TASK BRIEF: Reproduce verbatim the stretch of the data below from the line containing "Can you locate the headlight" through the end of the data, including both of those ends.

RECORDED DATA:

__________

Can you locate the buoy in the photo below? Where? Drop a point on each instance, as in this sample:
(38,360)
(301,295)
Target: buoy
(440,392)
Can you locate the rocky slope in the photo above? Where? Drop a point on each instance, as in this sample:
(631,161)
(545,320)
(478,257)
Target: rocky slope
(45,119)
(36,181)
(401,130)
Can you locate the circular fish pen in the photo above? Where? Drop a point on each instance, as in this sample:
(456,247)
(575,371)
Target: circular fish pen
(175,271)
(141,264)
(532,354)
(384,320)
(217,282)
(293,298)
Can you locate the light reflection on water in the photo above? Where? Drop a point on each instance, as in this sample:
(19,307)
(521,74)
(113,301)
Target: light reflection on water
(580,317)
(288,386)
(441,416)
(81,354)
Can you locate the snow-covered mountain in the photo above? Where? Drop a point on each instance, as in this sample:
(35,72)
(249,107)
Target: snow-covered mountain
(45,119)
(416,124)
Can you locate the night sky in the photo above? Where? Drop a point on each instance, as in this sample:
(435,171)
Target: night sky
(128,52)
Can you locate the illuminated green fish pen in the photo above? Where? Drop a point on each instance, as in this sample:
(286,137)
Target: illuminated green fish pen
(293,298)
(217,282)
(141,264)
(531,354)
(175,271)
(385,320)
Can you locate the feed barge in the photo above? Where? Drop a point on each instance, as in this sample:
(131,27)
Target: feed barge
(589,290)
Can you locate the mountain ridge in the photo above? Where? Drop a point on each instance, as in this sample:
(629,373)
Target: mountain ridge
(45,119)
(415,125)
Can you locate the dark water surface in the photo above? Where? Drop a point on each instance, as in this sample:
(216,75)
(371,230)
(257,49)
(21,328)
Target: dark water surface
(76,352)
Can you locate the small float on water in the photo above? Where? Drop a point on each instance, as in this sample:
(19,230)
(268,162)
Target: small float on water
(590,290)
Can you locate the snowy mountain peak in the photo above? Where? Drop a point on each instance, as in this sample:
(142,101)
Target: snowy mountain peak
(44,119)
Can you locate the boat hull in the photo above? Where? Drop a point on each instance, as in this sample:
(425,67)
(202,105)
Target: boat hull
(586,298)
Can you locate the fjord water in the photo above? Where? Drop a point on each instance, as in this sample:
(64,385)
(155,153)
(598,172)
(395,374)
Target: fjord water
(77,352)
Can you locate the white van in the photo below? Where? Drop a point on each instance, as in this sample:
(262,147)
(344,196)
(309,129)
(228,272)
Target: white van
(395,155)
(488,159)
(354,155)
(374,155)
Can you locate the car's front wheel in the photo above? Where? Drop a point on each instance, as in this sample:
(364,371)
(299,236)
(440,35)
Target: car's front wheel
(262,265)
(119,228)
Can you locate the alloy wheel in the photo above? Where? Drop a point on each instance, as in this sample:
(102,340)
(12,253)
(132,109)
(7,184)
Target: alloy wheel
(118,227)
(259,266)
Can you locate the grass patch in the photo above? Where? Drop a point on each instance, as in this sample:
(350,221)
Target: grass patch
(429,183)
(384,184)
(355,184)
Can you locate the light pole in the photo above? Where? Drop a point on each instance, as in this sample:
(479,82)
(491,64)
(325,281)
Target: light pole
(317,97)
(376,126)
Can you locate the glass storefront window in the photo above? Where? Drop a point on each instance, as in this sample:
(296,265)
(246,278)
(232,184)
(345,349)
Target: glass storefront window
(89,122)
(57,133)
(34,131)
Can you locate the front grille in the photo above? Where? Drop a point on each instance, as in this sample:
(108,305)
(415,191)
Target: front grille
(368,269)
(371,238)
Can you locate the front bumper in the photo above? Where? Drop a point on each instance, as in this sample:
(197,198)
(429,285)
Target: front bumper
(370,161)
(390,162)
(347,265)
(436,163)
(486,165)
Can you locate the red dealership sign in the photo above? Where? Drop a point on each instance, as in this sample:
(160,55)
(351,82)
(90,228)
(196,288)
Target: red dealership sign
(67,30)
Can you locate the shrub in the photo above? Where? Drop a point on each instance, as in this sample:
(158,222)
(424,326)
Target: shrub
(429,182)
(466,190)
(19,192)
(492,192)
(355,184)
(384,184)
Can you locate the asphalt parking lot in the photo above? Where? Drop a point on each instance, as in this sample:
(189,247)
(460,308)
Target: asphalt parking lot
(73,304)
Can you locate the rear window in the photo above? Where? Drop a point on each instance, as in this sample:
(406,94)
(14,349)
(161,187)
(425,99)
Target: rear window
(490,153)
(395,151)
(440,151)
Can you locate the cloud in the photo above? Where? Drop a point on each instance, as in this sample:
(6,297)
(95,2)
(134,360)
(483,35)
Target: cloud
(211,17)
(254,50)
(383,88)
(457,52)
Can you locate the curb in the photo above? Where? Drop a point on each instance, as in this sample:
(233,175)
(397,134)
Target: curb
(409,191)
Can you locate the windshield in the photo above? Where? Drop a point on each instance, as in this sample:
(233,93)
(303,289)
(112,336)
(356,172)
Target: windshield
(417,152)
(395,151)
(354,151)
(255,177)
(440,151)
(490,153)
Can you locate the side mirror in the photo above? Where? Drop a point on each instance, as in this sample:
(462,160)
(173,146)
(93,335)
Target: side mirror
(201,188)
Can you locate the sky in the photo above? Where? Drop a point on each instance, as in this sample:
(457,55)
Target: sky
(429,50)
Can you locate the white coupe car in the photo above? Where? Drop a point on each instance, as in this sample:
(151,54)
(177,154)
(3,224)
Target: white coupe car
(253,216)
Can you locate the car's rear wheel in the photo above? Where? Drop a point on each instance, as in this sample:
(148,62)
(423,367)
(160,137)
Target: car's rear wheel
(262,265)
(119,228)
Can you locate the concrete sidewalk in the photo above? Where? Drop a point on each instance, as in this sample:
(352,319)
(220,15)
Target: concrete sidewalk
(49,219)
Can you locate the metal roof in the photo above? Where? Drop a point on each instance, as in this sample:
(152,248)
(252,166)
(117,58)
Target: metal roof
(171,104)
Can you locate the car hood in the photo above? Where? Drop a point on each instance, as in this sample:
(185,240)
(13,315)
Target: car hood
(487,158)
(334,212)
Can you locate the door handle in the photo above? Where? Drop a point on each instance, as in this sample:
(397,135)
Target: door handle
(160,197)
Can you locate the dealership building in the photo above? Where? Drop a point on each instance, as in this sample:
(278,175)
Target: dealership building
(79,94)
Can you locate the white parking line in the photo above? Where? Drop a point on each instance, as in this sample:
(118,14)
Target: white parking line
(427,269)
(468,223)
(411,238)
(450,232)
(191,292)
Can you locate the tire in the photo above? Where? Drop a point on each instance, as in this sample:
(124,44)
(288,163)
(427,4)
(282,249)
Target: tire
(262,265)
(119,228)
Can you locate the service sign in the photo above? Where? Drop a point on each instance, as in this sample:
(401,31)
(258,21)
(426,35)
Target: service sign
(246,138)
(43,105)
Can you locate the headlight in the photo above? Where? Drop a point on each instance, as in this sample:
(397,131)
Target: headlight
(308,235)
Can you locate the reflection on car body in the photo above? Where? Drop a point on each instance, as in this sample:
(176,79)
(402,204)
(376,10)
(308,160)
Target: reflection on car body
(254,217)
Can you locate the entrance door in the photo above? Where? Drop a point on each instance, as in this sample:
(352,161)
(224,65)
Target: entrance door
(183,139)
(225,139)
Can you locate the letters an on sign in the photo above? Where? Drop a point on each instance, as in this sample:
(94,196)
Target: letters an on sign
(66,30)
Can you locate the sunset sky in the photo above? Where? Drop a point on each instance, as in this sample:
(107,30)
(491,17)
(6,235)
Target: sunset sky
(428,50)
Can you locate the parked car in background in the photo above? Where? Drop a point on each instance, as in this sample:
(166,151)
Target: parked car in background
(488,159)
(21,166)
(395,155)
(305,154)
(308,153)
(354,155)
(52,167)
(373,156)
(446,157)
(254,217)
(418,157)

__________

EXERCISE OUTPUT:
Can you locate the headlight in the photo above? Where? Drop a point on each instance, as in this sample:
(397,131)
Target: headlight
(308,235)
Can you locate the reflection on car body in the photo above? Where? Drop a point on each instance, as in this sample:
(176,79)
(402,204)
(376,10)
(308,160)
Target: reflection on car body
(254,217)
Can you locate the entrance door in the photo above? Where? Drop a point on each instance, as in this sample:
(352,161)
(224,65)
Target: entrance door
(183,139)
(225,139)
Can you locate the letters an on sign in the photo above? Where? Drop a point on each instance, as in this sample:
(94,196)
Target: letters an on sign
(66,30)
Can you locate the sunset sky in the photo above? Where? Drop a point on each instance, as in this sample:
(107,30)
(491,17)
(6,235)
Target: sunset sky
(428,50)
Can you locate the parked car in background in the photo above? Where? Drop a point on each instance, as in this sample:
(166,151)
Target: parked car in background
(488,159)
(21,166)
(395,155)
(305,154)
(308,153)
(354,155)
(52,167)
(373,156)
(446,157)
(254,217)
(418,157)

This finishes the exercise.